__Data__
##############################

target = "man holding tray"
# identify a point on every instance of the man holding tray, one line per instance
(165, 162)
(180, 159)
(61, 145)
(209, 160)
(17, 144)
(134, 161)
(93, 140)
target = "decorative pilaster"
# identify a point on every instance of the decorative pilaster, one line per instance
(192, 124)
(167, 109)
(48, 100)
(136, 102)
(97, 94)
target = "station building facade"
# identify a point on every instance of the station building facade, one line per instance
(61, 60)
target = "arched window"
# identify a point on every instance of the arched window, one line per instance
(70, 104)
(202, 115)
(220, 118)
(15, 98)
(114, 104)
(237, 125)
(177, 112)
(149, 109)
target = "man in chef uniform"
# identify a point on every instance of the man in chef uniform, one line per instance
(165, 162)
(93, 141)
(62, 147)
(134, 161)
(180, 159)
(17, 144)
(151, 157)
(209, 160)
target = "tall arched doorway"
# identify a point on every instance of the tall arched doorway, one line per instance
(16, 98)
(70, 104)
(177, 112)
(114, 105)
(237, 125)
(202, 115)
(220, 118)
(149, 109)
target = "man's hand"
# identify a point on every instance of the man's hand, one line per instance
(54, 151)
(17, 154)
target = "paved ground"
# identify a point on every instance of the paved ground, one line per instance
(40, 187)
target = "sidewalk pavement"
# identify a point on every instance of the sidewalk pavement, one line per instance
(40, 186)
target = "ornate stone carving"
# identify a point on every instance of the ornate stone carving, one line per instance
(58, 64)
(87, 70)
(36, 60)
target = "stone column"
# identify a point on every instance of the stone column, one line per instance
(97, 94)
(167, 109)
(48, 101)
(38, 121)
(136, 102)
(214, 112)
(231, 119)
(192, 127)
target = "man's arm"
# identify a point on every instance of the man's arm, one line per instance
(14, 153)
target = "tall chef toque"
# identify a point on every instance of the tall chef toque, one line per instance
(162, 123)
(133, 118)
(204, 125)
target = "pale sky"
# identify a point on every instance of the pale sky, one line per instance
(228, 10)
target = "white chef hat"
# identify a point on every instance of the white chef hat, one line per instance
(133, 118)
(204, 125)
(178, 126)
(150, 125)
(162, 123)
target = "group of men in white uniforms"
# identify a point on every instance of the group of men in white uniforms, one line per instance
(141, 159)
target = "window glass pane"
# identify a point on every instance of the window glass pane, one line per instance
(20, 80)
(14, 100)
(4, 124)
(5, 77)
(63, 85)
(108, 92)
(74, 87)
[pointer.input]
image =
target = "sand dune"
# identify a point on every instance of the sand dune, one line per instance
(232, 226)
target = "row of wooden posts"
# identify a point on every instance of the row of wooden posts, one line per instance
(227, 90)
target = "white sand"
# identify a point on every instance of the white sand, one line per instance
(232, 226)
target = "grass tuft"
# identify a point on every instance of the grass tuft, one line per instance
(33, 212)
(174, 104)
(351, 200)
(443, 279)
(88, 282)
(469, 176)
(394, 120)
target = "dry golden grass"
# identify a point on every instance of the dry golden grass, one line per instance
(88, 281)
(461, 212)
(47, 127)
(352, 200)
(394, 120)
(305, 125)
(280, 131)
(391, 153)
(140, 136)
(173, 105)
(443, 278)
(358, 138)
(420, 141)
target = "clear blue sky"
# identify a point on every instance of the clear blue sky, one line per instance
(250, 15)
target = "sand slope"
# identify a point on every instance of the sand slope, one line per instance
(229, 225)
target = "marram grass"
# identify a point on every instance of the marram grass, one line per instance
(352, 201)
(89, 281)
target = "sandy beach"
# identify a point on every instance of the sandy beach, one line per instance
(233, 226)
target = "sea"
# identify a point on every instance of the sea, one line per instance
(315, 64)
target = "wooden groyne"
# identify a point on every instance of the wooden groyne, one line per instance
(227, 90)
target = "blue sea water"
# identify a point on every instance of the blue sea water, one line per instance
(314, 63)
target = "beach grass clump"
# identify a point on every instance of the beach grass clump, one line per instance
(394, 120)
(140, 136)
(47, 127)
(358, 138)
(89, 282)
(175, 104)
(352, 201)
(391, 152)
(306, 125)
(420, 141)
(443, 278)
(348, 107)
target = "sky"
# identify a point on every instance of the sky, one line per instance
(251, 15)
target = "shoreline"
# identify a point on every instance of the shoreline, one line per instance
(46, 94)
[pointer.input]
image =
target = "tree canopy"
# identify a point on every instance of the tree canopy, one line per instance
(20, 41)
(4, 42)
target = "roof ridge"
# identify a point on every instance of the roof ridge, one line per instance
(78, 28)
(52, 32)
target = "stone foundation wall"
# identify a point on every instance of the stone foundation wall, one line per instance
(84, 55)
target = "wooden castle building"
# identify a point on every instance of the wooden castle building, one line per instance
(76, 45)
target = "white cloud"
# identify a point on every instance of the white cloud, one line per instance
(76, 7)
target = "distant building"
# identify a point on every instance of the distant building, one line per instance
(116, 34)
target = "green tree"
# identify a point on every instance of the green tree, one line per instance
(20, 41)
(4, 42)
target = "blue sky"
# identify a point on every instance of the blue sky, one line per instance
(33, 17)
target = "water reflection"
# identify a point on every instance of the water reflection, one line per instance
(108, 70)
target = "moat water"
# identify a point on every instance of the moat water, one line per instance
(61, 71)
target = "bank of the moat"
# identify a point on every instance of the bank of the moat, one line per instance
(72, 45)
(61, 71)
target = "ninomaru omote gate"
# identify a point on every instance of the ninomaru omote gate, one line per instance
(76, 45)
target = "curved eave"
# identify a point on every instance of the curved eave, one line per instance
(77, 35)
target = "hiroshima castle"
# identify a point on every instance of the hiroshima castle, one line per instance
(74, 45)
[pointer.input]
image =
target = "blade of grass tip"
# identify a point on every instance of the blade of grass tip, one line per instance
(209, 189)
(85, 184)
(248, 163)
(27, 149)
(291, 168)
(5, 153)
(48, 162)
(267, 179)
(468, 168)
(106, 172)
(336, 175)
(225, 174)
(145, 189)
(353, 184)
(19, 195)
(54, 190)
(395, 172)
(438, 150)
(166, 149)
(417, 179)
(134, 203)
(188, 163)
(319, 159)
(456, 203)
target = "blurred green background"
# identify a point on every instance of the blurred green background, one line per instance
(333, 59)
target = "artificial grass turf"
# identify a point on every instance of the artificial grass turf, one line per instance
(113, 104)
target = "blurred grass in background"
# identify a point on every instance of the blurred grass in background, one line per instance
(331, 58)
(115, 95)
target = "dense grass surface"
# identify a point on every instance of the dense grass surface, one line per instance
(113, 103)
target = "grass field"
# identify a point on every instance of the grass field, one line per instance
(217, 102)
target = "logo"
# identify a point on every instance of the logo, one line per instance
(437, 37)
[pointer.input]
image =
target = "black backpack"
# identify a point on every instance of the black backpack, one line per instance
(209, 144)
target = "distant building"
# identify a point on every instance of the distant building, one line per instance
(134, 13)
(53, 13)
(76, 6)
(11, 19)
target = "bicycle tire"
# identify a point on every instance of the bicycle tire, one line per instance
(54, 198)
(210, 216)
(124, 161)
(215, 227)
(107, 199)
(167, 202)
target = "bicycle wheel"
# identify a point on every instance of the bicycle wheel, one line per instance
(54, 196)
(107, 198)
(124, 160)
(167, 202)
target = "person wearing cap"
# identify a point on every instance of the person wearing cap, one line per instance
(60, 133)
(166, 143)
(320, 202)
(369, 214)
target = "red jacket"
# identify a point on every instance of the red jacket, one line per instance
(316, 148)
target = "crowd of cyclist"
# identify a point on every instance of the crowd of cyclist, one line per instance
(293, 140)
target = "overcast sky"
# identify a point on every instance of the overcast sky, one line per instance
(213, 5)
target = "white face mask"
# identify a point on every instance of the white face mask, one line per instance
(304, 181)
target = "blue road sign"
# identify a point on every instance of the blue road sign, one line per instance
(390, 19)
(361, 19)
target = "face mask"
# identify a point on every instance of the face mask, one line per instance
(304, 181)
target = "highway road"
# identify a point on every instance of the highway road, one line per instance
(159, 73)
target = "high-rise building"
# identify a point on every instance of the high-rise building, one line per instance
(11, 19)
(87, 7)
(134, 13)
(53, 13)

##############################

__Problem to work on__
Pull out every line in the items above that contains the string "toque", and list those lines in their original order.

__Task answer__
target = "tall chef toque"
# identify a point on every instance of the tall chef toque, one line per instance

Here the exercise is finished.